■ INSTRUCTION:
Show each line of the rows below that contains the word "surface", copied in full. Case counts.
>> start
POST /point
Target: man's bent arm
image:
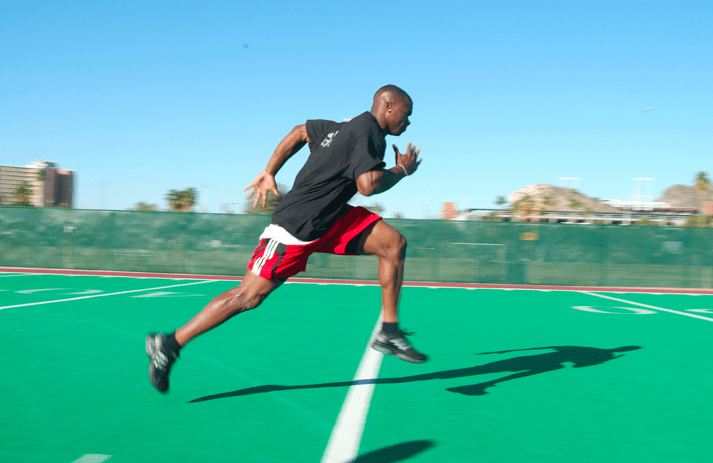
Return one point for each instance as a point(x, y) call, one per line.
point(292, 143)
point(374, 182)
point(265, 180)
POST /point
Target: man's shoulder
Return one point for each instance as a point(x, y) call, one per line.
point(365, 124)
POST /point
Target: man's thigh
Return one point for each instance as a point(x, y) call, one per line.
point(382, 239)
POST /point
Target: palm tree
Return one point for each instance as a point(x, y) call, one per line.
point(702, 182)
point(22, 195)
point(183, 200)
point(549, 201)
point(142, 206)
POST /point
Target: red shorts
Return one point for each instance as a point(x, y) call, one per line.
point(276, 259)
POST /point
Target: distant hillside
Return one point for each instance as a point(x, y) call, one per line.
point(561, 199)
point(685, 196)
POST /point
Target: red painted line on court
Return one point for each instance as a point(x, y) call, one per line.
point(423, 284)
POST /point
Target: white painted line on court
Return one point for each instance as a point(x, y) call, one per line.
point(649, 306)
point(343, 445)
point(92, 458)
point(103, 295)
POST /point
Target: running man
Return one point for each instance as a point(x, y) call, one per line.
point(345, 158)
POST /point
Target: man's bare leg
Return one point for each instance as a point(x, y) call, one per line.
point(163, 349)
point(389, 246)
point(246, 296)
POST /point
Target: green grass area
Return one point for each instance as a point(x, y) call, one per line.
point(514, 375)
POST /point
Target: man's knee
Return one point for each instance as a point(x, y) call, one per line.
point(250, 294)
point(395, 248)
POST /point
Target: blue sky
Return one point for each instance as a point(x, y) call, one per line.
point(142, 97)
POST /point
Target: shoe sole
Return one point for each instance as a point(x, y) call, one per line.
point(150, 352)
point(150, 347)
point(398, 354)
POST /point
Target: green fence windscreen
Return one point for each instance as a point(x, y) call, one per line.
point(446, 251)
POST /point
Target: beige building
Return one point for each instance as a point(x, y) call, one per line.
point(50, 186)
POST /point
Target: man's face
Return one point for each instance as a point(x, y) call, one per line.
point(398, 118)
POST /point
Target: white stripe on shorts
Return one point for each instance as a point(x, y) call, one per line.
point(269, 252)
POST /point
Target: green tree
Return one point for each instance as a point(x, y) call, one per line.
point(22, 195)
point(183, 200)
point(702, 182)
point(270, 204)
point(142, 206)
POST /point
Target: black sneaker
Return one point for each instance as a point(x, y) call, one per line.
point(396, 344)
point(162, 359)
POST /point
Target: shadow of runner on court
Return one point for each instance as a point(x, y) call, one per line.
point(521, 367)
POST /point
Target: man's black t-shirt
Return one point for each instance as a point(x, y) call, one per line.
point(339, 153)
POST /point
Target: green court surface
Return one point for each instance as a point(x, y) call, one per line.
point(514, 375)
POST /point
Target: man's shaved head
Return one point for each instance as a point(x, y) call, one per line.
point(391, 92)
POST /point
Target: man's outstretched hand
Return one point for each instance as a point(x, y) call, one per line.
point(409, 161)
point(262, 184)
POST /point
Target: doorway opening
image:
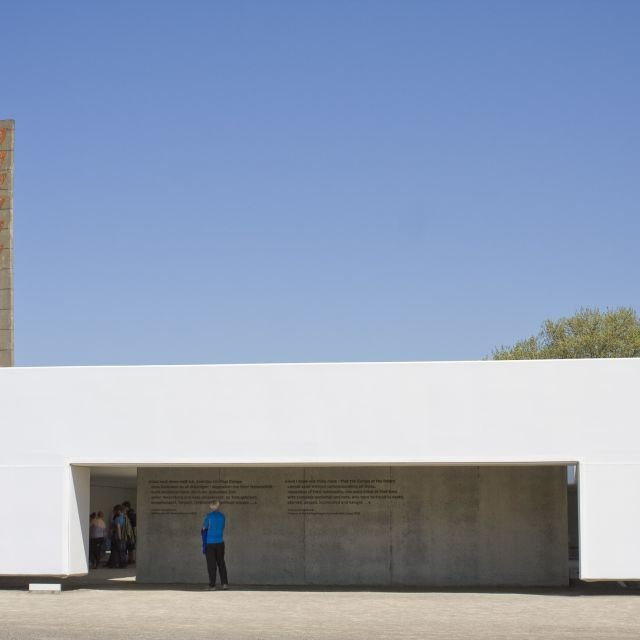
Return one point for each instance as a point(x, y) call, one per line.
point(113, 525)
point(573, 522)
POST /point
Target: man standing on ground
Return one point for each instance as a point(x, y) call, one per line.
point(214, 525)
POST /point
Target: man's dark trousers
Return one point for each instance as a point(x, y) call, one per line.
point(215, 558)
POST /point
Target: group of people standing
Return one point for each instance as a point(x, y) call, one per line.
point(120, 533)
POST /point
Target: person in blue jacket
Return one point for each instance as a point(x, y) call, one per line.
point(213, 537)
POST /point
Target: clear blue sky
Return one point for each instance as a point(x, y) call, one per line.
point(213, 182)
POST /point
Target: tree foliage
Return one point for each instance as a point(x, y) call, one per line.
point(590, 333)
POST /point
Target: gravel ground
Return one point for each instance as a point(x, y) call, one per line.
point(120, 608)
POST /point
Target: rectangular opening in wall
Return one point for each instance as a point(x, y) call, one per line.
point(456, 525)
point(573, 522)
point(113, 522)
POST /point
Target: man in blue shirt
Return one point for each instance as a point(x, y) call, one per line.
point(214, 526)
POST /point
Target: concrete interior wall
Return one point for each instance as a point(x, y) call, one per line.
point(107, 492)
point(431, 526)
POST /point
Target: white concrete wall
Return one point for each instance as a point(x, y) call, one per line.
point(394, 413)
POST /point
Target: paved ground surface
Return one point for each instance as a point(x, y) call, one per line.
point(110, 608)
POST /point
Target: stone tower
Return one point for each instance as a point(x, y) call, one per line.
point(7, 128)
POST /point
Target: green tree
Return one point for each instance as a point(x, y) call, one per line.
point(590, 333)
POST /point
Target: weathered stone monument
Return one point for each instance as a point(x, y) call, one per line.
point(7, 128)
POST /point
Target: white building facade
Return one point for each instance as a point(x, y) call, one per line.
point(59, 424)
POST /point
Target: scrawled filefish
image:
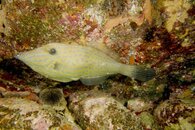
>> end
■ ANSWER TO THE TASK:
Target: green court surface
Target: paved ground surface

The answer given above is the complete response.